SON DAKİKA
SON DEPREMLER

50 Yıllık Dava

A- A+ PAYLAŞ
 
Malatya'nın Arguvan ilçesinde 1961 yılında açılan arazı davası ancak 50 yılda sona erdi. Davayı açan aşık, öldükten 31 yıl sonra mahkeme karar verdi. 
 
Alınan bilgiye göre, Aşık Balı olarak halk tarafından bilinen Balı Altun, Arguvan'a bağlı Gümüşlü Köyünde babasından kalan Osmanlı döneminden tapulu yüzlerce dönüm arazilerinin devlet tarafından topraksız köylülere dağıtılması ve bir kısmının da köylülerce gasp edilmesi iddiası üzerine, 1961 yılında Arguvan Adliyesi'ne giderek onlarca dava açıyor. Ancak, 3 kardeşi adına davayı açan Aşık Balı Altun, 1980 yılında vefat edince, bu kez hukuk mücadelesi sonuçlanmayınca yerine eşi devam ediyor.

============

**Görevin:** Dava haberinin "50 Yıllık Dava" ifadesiyle başlayıp "mahkeme karar verdi." ifadesine kadar süren bölümünü, "mahkeme" yerine "yerel mahkeme" koyarak yeniden yazar mısın?

Bir veri dosyasından bölüm
============

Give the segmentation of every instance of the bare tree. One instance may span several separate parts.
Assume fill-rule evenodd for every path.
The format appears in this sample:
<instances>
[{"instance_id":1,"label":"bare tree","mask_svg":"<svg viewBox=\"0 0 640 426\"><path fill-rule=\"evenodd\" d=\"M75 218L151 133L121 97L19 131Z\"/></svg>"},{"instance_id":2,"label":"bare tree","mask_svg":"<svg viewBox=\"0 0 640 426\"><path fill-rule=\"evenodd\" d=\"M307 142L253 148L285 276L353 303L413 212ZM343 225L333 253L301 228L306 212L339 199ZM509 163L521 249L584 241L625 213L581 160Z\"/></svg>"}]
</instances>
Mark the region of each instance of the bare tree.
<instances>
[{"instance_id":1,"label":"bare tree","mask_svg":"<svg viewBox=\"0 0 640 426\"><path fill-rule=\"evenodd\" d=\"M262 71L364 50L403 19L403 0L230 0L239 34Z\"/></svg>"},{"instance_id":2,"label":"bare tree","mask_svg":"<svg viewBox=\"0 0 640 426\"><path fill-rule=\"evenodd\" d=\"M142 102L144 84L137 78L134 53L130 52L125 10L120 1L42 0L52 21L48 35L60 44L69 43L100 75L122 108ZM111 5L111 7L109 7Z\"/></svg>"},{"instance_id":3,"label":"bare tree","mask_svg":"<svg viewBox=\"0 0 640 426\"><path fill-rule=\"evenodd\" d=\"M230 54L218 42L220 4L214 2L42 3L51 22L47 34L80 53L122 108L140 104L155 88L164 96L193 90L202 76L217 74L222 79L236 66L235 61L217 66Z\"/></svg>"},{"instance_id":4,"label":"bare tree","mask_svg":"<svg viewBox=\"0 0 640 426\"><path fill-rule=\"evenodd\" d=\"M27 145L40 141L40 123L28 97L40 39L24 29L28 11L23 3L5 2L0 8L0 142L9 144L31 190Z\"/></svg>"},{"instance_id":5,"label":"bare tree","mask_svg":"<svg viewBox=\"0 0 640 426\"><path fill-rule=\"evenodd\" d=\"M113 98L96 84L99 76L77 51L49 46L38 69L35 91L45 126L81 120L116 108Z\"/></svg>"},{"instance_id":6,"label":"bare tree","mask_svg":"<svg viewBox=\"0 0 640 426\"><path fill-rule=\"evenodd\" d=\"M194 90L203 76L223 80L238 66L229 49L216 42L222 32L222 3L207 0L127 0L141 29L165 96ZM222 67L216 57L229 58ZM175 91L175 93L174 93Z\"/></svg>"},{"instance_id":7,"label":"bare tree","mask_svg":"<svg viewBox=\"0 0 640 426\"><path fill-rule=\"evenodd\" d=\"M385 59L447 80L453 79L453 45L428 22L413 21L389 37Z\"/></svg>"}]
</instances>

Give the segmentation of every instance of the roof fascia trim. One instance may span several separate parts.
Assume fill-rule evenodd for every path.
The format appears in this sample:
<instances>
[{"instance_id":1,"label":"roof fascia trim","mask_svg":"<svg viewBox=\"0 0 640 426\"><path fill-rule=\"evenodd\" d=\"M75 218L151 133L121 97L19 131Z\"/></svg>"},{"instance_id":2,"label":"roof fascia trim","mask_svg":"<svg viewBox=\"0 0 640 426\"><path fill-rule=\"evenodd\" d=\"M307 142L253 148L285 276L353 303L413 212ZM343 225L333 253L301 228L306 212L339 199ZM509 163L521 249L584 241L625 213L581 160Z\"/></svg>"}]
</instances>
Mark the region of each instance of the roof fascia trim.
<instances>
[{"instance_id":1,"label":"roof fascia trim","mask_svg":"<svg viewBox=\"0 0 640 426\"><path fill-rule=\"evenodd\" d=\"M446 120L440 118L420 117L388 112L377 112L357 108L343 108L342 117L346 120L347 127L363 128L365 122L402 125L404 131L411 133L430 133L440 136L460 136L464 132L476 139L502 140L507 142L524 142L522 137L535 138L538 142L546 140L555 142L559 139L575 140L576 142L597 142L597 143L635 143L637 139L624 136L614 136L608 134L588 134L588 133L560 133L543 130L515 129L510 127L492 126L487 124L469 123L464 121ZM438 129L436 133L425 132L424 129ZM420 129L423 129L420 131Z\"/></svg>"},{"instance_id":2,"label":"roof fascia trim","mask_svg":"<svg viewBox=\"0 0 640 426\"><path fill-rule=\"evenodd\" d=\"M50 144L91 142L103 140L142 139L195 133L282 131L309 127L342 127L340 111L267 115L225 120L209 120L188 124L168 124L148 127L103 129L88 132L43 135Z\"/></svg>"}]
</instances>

============

**Görevin Çözümü:**
50 Yıllık Dava

A- A+ PAYLAŞ
 
Malatya'nın Arguvan ilçesinde 1961 yılında açılan arazı davası ancak 50 yılda sona erdi. Davayı açan aşık, öldükten 31 yıl sonra yerel mahkeme karar verdi.